▸ Document extract
+ + + + + + +

Sandia LabNews

Advanced wind energy projects test facility moving to Texas Tech University

Sandia is moving its wind energy test facility to a new location near the campus of Texas Tech University in Lubbock.

Sandia, Texas Tech, and Group NIRE are pursuing a three-way research agreement under which this facility will operate. DOE’s Wind & Water Power program is funding Sandia’s work. Group NIRE is a clean energy company providing project development, finance and consulting services.

The site will perform primarily experimental work in turbine-to-turbine interactions and will evaluate innovative rotor technologies. It will also investigate such areas as aero-acoustics, aero-elasticity, and structural health monitoring using embedded sensor systems.

“Wind flows into a turbine, and we understand how the turbine responds,” says Sandia project lead Jon White (6121). “But what we aren’t as clear on is what happens to the wind as it leaves that turbine and moves to the next turbine.

“We don’t have a great deal of clarity about how wind turbines interact with each other,” he adds. “Once you understand that, you can better optimize performance for an entire wind farm rather than just focusing on optimizing individual turbines.”

Researchers also will continue work on the structural mechanical adaptive rotor technology (SMART) rotor program at the Lubbock site. “Most wind turbine rotors today are passive structures. Sandia’s SMART rotors have active surfaces similar to airplane wings, with actuators that change their shape, allowing for greater control and flexibility,” Jon says.

The Lubbock site will include an initial installation of two wind turbines and three anemometer towers, with the potential to expand to nine or more wind turbines, which will allow researchers to examine how individual turbines and whole wind farms can become better “citizens of the grid” and how they can be more
productive and collaborative, Jon says.

Selecting a location was not easy, says Dave Minster (6121), manager of Wind Energy Technologies.

Potential wind farm and wind research sites fall into classes one through five, with class five winds being the preferred wind for research and for harvesting energy. However, only a small percentage of available sites are class five. Winds vary year-round and change seasonally, Dave says, so the site needed to be carefully characterized to ensure year-round quality wind for rapid evaluation of technologies.

But a great facility takes more than wind.

“We looked for a location that not only had a great wind resource, but also had a true commitment to wind energy; the partnership with Texas Tech does just that,” Jon says.

+ + + + + + +

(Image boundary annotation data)

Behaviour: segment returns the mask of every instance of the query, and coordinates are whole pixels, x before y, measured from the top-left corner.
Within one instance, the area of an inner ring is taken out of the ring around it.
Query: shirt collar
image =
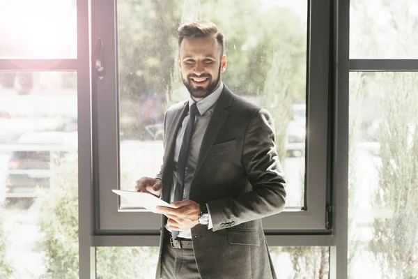
[[[200,115],[203,115],[210,107],[212,107],[217,99],[221,96],[221,93],[222,93],[222,90],[224,89],[224,82],[221,82],[221,84],[215,89],[215,91],[209,95],[208,97],[204,98],[203,100],[200,100],[196,105],[197,106],[197,110],[199,110],[199,113]],[[193,105],[196,101],[193,100],[192,97],[189,99],[189,109],[190,109],[190,106]]]

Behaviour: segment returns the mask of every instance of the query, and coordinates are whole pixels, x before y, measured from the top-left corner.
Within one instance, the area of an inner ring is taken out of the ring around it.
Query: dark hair
[[[215,38],[221,46],[221,57],[224,55],[224,49],[225,47],[224,43],[224,35],[218,32],[217,27],[214,23],[206,20],[195,20],[192,22],[187,22],[178,27],[178,47],[185,37],[206,37],[214,35]]]

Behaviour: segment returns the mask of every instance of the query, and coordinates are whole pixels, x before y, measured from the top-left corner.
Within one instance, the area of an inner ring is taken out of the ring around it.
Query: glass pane
[[[328,247],[269,248],[278,279],[329,278]],[[154,278],[158,247],[98,247],[96,278]]]
[[[416,0],[350,3],[350,58],[418,58]]]
[[[78,278],[76,73],[0,75],[0,278]]]
[[[418,276],[418,74],[350,75],[350,278]]]
[[[76,0],[0,0],[0,59],[77,57]]]
[[[224,34],[225,84],[272,114],[287,205],[302,206],[307,9],[306,0],[118,1],[121,188],[133,190],[140,177],[160,169],[164,112],[189,97],[178,69],[176,30],[199,17]]]

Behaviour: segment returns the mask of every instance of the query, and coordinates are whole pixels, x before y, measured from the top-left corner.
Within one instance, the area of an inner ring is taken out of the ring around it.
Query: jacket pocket
[[[229,244],[260,246],[258,232],[256,230],[227,229],[226,237]]]
[[[209,149],[209,153],[222,152],[229,149],[233,149],[236,147],[236,140],[229,140],[220,144],[214,144]]]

+ + + + + + +

▸ To be done
From the wind test facility article, reproduce the passage starting at "Sandia is moving" and ending at "and consulting services.", word for word.

▸ Answer to this task
Sandia is moving its wind energy test facility to a new location near the campus of Texas Tech University in Lubbock.

Sandia, Texas Tech, and Group NIRE are pursuing a three-way research agreement under which this facility will operate. DOE’s Wind & Water Power program is funding Sandia’s work. Group NIRE is a clean energy company providing project development, finance and consulting services.